---- EXERCISE INPUTS
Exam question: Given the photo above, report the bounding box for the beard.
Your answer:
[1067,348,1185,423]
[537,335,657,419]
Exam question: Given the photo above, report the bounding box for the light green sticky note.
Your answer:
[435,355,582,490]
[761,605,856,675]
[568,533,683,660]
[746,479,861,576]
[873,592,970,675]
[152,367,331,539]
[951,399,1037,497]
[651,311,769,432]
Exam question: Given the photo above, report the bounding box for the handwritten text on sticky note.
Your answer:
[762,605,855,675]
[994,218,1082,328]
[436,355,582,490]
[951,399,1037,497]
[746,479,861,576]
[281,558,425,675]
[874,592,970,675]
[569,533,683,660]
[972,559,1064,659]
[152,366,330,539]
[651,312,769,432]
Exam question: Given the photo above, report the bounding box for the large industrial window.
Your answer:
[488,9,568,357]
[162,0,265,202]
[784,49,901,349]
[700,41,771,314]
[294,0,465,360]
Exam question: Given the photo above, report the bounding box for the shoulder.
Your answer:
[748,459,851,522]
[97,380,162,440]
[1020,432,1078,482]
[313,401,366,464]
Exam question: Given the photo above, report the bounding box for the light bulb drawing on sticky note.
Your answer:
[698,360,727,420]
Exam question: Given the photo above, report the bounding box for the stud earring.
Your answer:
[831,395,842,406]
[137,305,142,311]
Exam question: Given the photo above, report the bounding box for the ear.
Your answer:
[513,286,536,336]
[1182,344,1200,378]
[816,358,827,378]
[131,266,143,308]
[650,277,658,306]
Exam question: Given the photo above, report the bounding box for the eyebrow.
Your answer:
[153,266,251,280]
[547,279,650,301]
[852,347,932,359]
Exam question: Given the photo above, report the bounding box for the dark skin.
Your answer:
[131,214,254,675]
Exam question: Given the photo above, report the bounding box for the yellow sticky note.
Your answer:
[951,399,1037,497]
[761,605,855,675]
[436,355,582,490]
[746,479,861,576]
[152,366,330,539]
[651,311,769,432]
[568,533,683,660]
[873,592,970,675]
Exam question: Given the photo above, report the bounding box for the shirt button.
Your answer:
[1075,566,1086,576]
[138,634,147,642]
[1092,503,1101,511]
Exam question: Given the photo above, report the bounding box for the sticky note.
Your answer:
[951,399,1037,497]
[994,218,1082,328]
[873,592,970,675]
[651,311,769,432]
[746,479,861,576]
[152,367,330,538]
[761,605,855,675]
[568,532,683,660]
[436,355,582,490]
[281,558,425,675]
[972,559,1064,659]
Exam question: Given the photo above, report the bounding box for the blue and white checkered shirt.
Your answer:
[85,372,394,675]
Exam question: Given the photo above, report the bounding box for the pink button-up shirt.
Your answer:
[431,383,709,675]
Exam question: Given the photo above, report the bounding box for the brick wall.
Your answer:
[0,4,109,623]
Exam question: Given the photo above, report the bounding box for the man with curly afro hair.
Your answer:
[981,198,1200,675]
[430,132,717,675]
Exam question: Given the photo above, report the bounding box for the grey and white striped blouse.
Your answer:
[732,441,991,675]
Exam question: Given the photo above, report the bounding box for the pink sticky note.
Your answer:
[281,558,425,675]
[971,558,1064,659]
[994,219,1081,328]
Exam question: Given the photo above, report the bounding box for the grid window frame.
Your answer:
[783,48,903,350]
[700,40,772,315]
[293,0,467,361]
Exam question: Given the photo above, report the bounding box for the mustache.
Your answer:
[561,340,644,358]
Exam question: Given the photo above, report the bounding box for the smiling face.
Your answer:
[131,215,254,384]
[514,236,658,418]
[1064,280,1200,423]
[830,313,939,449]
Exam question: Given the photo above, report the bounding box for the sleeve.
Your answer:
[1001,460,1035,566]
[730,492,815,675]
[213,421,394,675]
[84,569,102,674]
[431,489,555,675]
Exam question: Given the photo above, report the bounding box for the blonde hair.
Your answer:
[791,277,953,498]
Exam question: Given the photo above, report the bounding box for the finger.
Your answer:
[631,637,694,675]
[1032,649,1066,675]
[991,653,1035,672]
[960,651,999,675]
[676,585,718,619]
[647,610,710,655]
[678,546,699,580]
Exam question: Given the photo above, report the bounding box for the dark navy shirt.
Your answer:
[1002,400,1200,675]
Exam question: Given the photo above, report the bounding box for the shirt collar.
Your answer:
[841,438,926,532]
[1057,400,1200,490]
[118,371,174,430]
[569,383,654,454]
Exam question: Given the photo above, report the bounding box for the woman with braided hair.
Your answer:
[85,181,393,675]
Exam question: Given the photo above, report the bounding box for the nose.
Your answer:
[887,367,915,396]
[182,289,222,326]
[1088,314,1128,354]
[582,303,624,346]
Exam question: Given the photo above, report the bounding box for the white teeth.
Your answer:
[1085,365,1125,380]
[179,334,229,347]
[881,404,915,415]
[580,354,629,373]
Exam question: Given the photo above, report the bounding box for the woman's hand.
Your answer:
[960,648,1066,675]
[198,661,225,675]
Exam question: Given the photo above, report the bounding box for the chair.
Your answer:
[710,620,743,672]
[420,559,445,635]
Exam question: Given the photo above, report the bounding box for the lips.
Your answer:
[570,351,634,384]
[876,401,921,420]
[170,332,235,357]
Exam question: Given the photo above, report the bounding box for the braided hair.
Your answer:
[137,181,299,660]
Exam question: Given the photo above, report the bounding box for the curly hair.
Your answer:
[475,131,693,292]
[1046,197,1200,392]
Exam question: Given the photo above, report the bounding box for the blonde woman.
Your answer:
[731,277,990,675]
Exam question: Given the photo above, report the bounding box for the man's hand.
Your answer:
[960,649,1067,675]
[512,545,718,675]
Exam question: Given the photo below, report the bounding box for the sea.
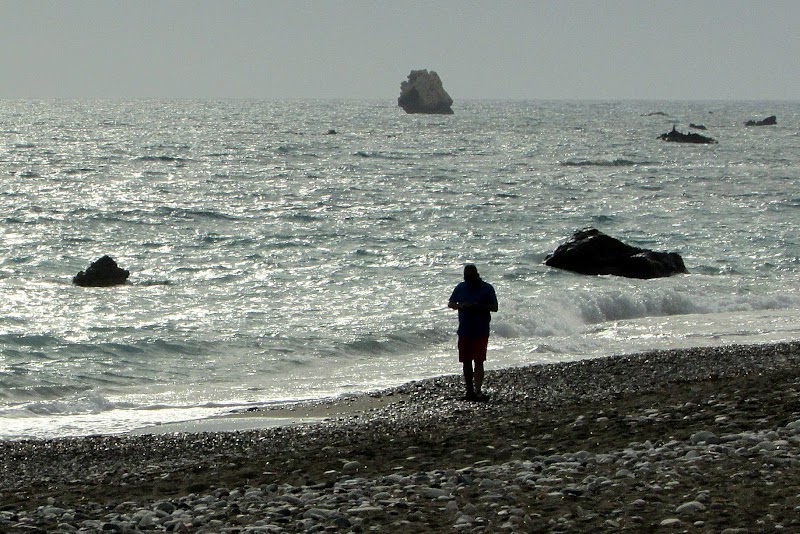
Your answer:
[2,99,799,440]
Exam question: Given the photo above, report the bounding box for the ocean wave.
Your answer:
[134,155,191,163]
[353,150,411,159]
[0,332,62,350]
[338,329,451,358]
[0,384,93,404]
[573,289,701,324]
[158,206,240,221]
[495,281,800,341]
[279,212,323,222]
[5,394,136,417]
[139,279,172,286]
[560,158,655,167]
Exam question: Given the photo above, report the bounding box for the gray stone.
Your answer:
[690,431,719,445]
[342,461,361,474]
[420,487,448,499]
[676,501,706,514]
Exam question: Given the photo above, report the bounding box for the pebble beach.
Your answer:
[2,341,800,533]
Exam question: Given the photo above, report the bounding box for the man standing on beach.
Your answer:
[448,264,498,401]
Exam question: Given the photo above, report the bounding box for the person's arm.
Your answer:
[449,285,462,310]
[487,286,498,313]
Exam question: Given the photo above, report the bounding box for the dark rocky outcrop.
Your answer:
[73,255,130,287]
[658,126,717,144]
[745,115,777,126]
[544,228,688,279]
[398,69,453,114]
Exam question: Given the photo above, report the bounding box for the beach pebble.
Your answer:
[420,487,449,499]
[676,501,706,514]
[304,507,334,519]
[139,512,158,528]
[786,419,800,431]
[342,460,361,473]
[41,505,66,518]
[690,431,719,444]
[615,468,634,478]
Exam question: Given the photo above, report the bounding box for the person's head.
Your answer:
[463,264,481,286]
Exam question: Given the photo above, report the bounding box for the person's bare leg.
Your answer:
[462,361,475,396]
[474,361,484,396]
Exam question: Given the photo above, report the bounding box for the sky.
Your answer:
[0,0,797,101]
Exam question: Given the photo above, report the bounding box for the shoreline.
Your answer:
[2,341,800,532]
[119,377,417,436]
[129,383,415,436]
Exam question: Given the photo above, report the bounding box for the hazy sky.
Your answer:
[0,1,797,101]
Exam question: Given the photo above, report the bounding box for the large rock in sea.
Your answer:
[398,69,454,114]
[73,255,130,287]
[544,228,688,279]
[745,115,776,126]
[658,126,717,144]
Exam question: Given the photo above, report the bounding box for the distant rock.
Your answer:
[544,228,688,279]
[397,69,454,114]
[745,115,776,126]
[658,126,717,144]
[73,255,130,287]
[689,123,707,130]
[643,111,669,116]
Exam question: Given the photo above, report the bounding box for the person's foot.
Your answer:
[475,392,489,402]
[464,391,478,401]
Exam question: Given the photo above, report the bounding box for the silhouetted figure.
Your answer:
[448,264,498,401]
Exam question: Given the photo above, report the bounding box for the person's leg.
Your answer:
[474,360,484,395]
[458,336,475,397]
[473,336,488,398]
[462,360,475,396]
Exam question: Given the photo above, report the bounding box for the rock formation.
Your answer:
[544,228,688,279]
[73,255,130,287]
[397,70,453,114]
[658,126,717,144]
[745,115,777,126]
--------
Start at the first line of the entries and stop at the line with "text on sticky note.". Retype each of those lines exactly, both ends included.

Exam question: Given the photo above, report the bounding box for the beard.
Your answer:
[1067,348,1185,423]
[537,335,657,419]
Exam question: Given the photo above, report the bounding box for the light green sticky note.
Your answer:
[435,355,582,490]
[761,605,856,675]
[568,533,683,660]
[746,479,861,576]
[873,592,970,675]
[152,367,331,539]
[951,399,1037,497]
[651,311,769,432]
Exam question: Given the photo above, report the bounding box for the handwritten text on sticky note.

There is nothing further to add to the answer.